Copy each of the entries below word for word, keeping every line in its original order.

··········

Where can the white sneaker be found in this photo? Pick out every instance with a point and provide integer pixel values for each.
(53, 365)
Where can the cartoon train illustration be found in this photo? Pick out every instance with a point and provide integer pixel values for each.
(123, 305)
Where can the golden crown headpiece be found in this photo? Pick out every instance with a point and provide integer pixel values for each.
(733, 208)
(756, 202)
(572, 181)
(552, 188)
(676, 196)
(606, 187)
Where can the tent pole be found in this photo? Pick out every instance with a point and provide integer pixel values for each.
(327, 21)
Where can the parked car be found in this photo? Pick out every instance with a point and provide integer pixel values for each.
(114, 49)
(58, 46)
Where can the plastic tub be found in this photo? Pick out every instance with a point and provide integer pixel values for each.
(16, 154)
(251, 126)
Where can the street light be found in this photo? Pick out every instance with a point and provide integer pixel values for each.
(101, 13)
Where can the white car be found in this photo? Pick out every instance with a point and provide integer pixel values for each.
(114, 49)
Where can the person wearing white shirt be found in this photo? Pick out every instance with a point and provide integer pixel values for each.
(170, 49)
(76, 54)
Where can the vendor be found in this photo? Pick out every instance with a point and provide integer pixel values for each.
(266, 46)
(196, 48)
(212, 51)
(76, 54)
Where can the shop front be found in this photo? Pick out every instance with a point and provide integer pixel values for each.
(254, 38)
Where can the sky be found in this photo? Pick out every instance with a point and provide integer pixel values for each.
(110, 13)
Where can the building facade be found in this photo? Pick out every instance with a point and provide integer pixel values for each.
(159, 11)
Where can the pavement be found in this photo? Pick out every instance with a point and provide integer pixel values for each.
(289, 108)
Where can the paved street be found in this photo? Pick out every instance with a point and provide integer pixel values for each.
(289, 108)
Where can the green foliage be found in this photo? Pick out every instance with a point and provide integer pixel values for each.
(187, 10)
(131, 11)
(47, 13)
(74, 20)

··········

ANSWER TO THE TASK:
Where can the white sneaker be found in this photo? Pick out every instance with a point and provide integer pixel values for each.
(53, 365)
Where can the cartoon train illustration be found in this photo? Pick out every instance with a point and provide integer pixel values for each.
(123, 305)
Where can the golden crown headpiece be found in this photo? Pick out every instance with a point and provide integer pixel values for each.
(733, 208)
(756, 202)
(572, 181)
(552, 188)
(676, 196)
(606, 187)
Where can the tent pole be found in this photo? Pick out every instance with a point and provide integer pixel values for each.
(327, 21)
Where can the parked car be found in this photo? Pick out every instance with a point and provide integer pixel values for each.
(114, 49)
(58, 46)
Where can the plastic tub be found in this photo? Pick out every instance with a point and provide integer pixel values for each.
(16, 154)
(251, 126)
Where can the street light be found in this photo? Pick out every instance with a point and provide integer pixel values for each.
(101, 13)
Where can the white car be found in this photo? Pick out every instance with a point and provide integer pixel values for each.
(114, 49)
Where can the person wearing white shirt be found in this photo? Pick out every instance with a point and provide integer pixel values for each.
(170, 49)
(76, 54)
Where can the vendor be found in this photo? Pick out every instance with a point and provide integer pixel values for each.
(266, 46)
(196, 48)
(212, 51)
(76, 54)
Where can the shop front be found in this photo? Pick out every instance with a point and provide integer pixel values for each.
(254, 38)
Where can the sky be found in this photo? Pick out every instance with a point and provide integer pixel values for each.
(110, 13)
Where can the building facade be found in this photo? Pick out every instance with a point and provide integer pixel values for each.
(159, 11)
Where can the pavement be found in this photo? Pick out every instance with a point and provide integer pixel values for each.
(289, 108)
Where can the paved street be found in this photo? Pick out every instance with a point and provide integer pixel values for each.
(289, 108)
Where can the green foliage be found in this photo? Pick out every instance with a point and provide integer pixel values for each.
(187, 10)
(131, 11)
(47, 13)
(74, 20)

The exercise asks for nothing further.